Start of Input material

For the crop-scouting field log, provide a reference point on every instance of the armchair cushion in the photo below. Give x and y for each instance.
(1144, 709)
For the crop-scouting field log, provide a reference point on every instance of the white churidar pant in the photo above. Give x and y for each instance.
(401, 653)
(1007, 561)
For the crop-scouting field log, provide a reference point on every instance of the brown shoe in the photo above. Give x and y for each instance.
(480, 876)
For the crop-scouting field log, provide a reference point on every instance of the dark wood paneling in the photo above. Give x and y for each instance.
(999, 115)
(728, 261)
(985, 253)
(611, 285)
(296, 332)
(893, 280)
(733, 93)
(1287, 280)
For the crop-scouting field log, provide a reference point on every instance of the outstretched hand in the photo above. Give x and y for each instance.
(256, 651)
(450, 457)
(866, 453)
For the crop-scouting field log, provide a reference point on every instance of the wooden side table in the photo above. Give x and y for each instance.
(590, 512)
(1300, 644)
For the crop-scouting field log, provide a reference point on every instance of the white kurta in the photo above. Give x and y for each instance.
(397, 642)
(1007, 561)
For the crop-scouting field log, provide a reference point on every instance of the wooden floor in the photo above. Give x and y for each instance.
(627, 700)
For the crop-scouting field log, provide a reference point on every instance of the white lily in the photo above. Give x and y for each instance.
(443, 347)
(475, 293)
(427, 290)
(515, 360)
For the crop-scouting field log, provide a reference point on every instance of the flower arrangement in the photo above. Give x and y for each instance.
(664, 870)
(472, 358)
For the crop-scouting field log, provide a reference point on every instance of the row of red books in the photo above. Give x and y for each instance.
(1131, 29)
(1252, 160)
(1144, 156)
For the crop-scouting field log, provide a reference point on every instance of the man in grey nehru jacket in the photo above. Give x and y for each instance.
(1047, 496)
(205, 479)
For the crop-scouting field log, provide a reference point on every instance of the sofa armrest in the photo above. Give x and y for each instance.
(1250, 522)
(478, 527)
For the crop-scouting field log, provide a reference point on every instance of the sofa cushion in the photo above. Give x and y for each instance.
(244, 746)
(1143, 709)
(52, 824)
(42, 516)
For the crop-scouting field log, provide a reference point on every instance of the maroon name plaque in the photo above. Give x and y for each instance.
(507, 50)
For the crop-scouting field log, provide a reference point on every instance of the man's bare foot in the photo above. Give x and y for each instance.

End of Input material

**Task brief**. Print the records again in full, exactly as they appear above.

**Result for this task**.
For the crop-scouting field log, provide a reference point on every instance of the armchair cushion in the photo below. Give x and y for each instance.
(1144, 709)
For the crop-scouting field log, provide a reference point on every instance of the white churidar pant in the photo above. Give x and y for each instance.
(401, 653)
(1007, 561)
For the crop-scouting field log, provide a reference point on every instance of the brown shoe in the photo above. Give x and y for each instance.
(480, 876)
For the crop-scouting field log, provide a reference point on every instance of the dark wood paneling in the photo above. Give x and y for each instance.
(999, 115)
(728, 261)
(985, 253)
(611, 285)
(296, 332)
(893, 280)
(733, 93)
(1287, 280)
For the crop-scouting field log, provide a reference point on every instance of the outstretched hand in the photo above. Give x and y for each instance.
(256, 651)
(450, 457)
(866, 453)
For the crop-scouting field log, provide a reference point on every instance of the wooden side table in the photo above. Give x and y for each instance.
(590, 512)
(1300, 644)
For the crop-scouting field log, provide a reference point on every instance of the white kurta in the photo above. Give x and y for each instance.
(397, 642)
(1007, 561)
For the crop-scouting field log, provide a reference point on every instance of the wooden floor in the photo above. Give x and y for each instance.
(627, 700)
For the crop-scouting field log, provide a reference point on every instance of the white lily in the photo above. Give x and y for each instance.
(443, 347)
(475, 293)
(427, 290)
(515, 360)
For the crop-scouting field log, provide a reference point on every instance of the flower arrangement in the photo above. Give x and y for each instance.
(664, 870)
(472, 358)
For the crop-scouting field log, provide a reference point on every instance of the row of red books in the photo above. Give x and y for each instance.
(1131, 29)
(1252, 160)
(1144, 156)
For the crop-scouting field log, provide a reference point on every instance of the man in grey nehru jacket in the photo above. Give x and y for each instance.
(1047, 496)
(205, 479)
For the crop-scouting field log, provide a reference point on every instance of the sofa armrest in the photo above. Give x and y for each instance.
(1250, 522)
(478, 527)
For the crop-scouting field log, provide a reference point on every instance of the sofa cushion in the photo above. Give x and y for each instance.
(244, 746)
(1143, 709)
(52, 824)
(42, 516)
For the crop-scouting field log, provide a reference point on every instance of the maroon name plaque in the photo above. Give x and y for each instance.
(507, 50)
For the crop-scouting field log, provide a reference point on every instance of the man's bare foot in the photo above. Give x and y for each instance.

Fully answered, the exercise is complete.